Aim of the exercise: Reproduce the listing below without changes, except that pictures are left out.

==== Data provided ====

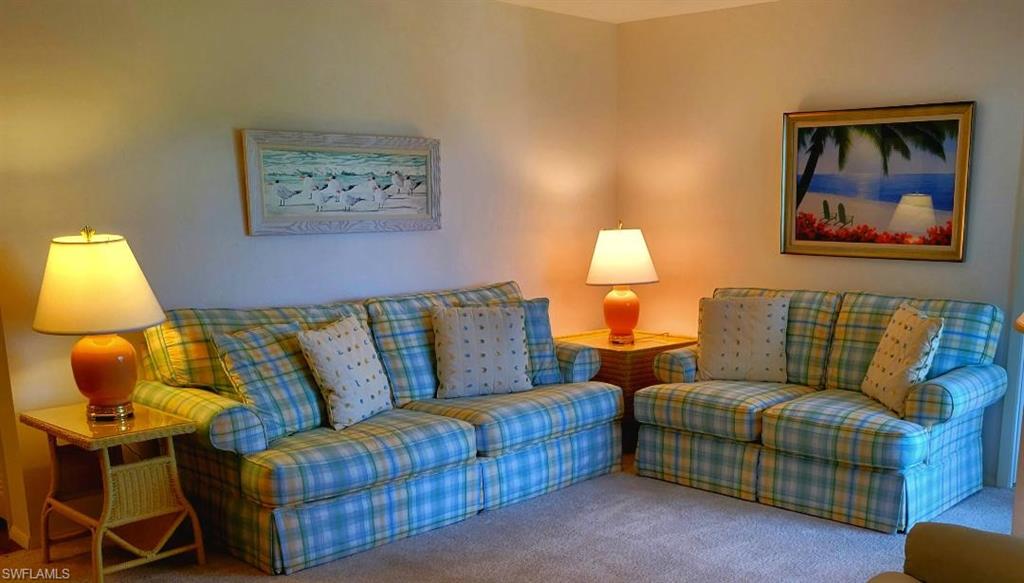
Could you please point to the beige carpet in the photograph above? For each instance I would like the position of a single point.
(615, 528)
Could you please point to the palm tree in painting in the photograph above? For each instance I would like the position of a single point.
(899, 137)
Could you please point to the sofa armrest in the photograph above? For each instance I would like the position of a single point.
(954, 393)
(679, 365)
(221, 423)
(578, 363)
(937, 552)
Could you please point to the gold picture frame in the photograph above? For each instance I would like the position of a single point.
(884, 182)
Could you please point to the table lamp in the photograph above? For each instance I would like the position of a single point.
(93, 287)
(621, 259)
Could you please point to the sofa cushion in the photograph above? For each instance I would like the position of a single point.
(970, 334)
(845, 426)
(404, 334)
(267, 370)
(507, 421)
(324, 462)
(808, 332)
(181, 350)
(728, 409)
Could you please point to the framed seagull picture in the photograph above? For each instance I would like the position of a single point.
(309, 182)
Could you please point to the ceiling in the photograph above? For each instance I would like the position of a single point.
(617, 11)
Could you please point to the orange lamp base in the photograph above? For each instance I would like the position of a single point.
(622, 311)
(105, 373)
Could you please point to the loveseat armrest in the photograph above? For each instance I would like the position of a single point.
(578, 363)
(679, 365)
(221, 423)
(955, 393)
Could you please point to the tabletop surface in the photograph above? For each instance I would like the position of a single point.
(70, 422)
(643, 340)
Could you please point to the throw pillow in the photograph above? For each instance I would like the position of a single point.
(268, 372)
(902, 358)
(742, 338)
(346, 367)
(543, 357)
(480, 350)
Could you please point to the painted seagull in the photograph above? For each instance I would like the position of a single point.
(284, 193)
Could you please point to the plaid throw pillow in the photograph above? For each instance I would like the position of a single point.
(268, 372)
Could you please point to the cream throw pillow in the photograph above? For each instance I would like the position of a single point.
(742, 338)
(344, 362)
(480, 350)
(902, 357)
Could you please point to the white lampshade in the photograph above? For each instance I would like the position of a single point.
(913, 214)
(93, 285)
(621, 257)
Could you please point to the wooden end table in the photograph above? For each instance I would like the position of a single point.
(629, 366)
(100, 482)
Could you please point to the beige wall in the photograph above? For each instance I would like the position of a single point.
(124, 115)
(700, 100)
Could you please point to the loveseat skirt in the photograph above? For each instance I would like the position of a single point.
(552, 464)
(286, 539)
(698, 460)
(878, 499)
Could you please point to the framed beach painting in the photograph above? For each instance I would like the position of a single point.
(888, 182)
(306, 182)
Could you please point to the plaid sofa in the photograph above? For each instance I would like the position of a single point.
(289, 503)
(817, 445)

====

Task response:
Could you please point to the beige carpet in the photograph above? For each instance I would like the position of a single point.
(615, 528)
Could you please point to the palm tree in painting in the photograph above? For each instance I would like the position of a single point.
(899, 137)
Could you please point to the sofa armrest in the photograph above? For each instance I would like the position of a single point.
(954, 393)
(679, 365)
(221, 423)
(578, 363)
(937, 552)
Could you please point to the gold picture frame in the photograph above? For each instance I would like the position of a single point.
(884, 182)
Could you please point to the table lamp in the photograph above? For each instance I would like the position of a single point.
(93, 287)
(621, 259)
Could you please point to the sofa cushion in the photograph above? For each instance I would like the position of a single point.
(970, 334)
(845, 426)
(404, 334)
(267, 370)
(507, 421)
(324, 462)
(808, 332)
(181, 350)
(728, 409)
Could you please point to the framed seagull picture in the photograph above? For each instance I would like the position of a single point.
(309, 182)
Could you please point to the ceiling in the photograph above? For each instance I would like the position of a single point.
(617, 11)
Could you please point to the orange lamp base in the photograph above? For each instance I would like the position of a single point.
(622, 311)
(105, 373)
Could you please point to the loveseat armrest in the photograph above? For each instance I would like the position of a single point.
(578, 363)
(679, 365)
(221, 423)
(955, 393)
Could you please point to the tabletop surface in the photograph above? For each instance I would like the position of a single point.
(70, 422)
(643, 340)
Could you please point to the throw pillow in the photograph above? For each instance I would like the position of a single point.
(268, 372)
(902, 358)
(742, 338)
(346, 367)
(543, 357)
(480, 350)
Could you please point to the painted seagull in the photograph above? For each instance I would like the position of a single point.
(284, 193)
Could you please point to the plaid throw pillow in the photograph above? For each instance I would like the position of a single point.
(268, 372)
Could you please point to the cream throw pillow in the photograph above? For each instance I would like the position of a single point.
(742, 338)
(344, 362)
(480, 350)
(902, 357)
Could you please point to the white lampshade in the photograph above? For each instance I would like the position of a single point.
(913, 214)
(93, 285)
(621, 257)
Could you please point to the wooden end table in the photograph above? For each instance I would like the position of a single point.
(629, 366)
(100, 482)
Could you please point to the beige wall in the photograph above? For each instance I would like the position of a single point.
(124, 115)
(700, 100)
Could you please point to the loveseat skirt in the photograph above? For each instance I would like the position of a single point.
(552, 464)
(286, 539)
(698, 460)
(878, 499)
Could you please point to the framed beach painting in the photograph above? For each instance I would like the position of a single point.
(888, 182)
(306, 182)
Could you please point to the plaid sofa in the photograph above? For each instance I would like the position of a single point.
(289, 503)
(817, 445)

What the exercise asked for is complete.